** Opening Information block **
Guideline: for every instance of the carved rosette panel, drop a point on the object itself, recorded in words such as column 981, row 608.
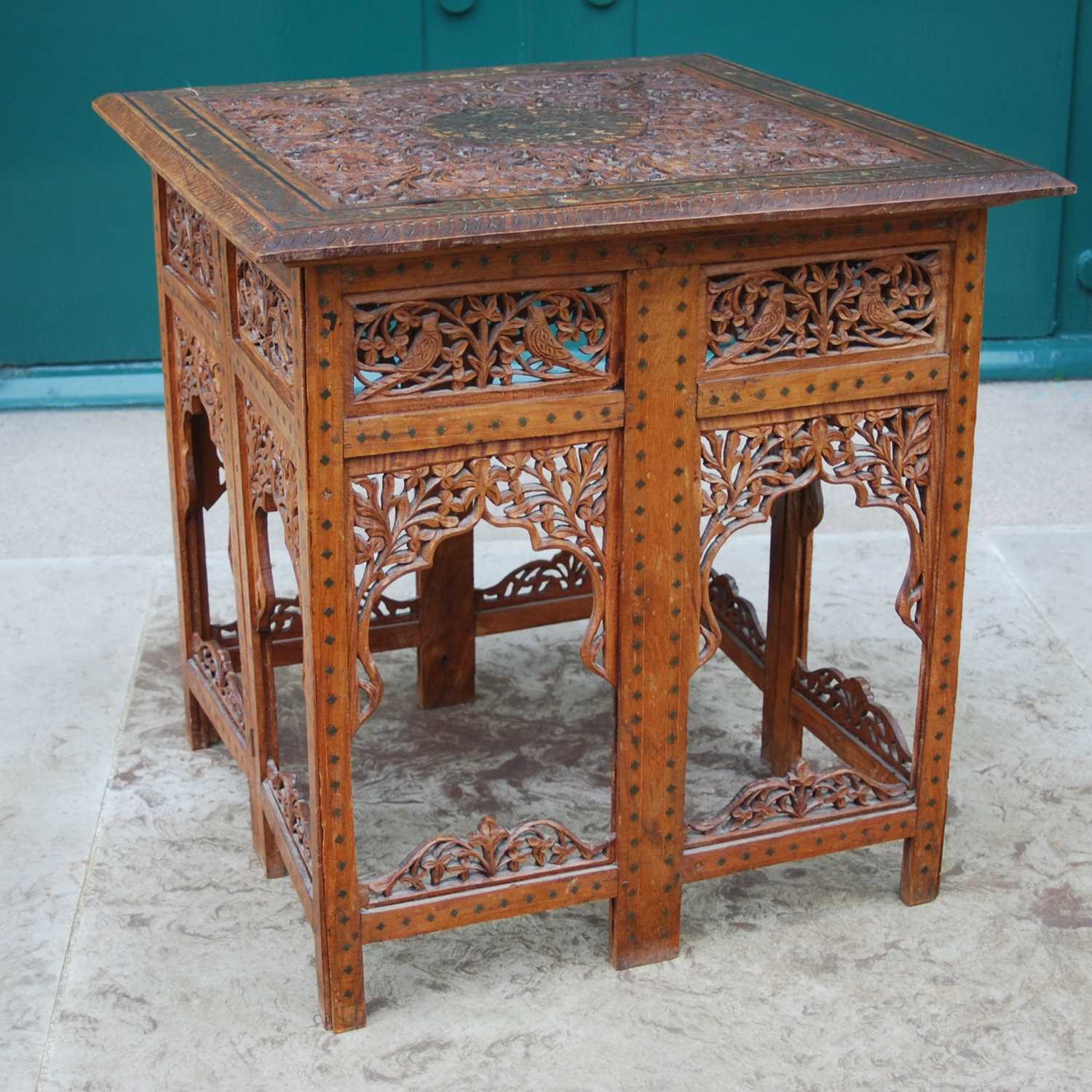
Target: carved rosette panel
column 489, row 852
column 802, row 792
column 272, row 478
column 264, row 318
column 294, row 807
column 191, row 245
column 548, row 578
column 793, row 312
column 487, row 342
column 200, row 381
column 850, row 703
column 884, row 454
column 557, row 495
column 214, row 665
column 736, row 614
** Closing Information block **
> Aim of the task:
Print out all the material word for word but exclude any images.

> Problem solution:
Guideline: for every instance of the carved rosette panel, drop a point on the object itself, recorded in words such as column 981, row 608.
Target: carved rosette panel
column 489, row 852
column 802, row 792
column 272, row 478
column 264, row 318
column 294, row 807
column 191, row 245
column 548, row 578
column 793, row 312
column 487, row 342
column 200, row 381
column 850, row 703
column 884, row 454
column 557, row 495
column 214, row 665
column 736, row 614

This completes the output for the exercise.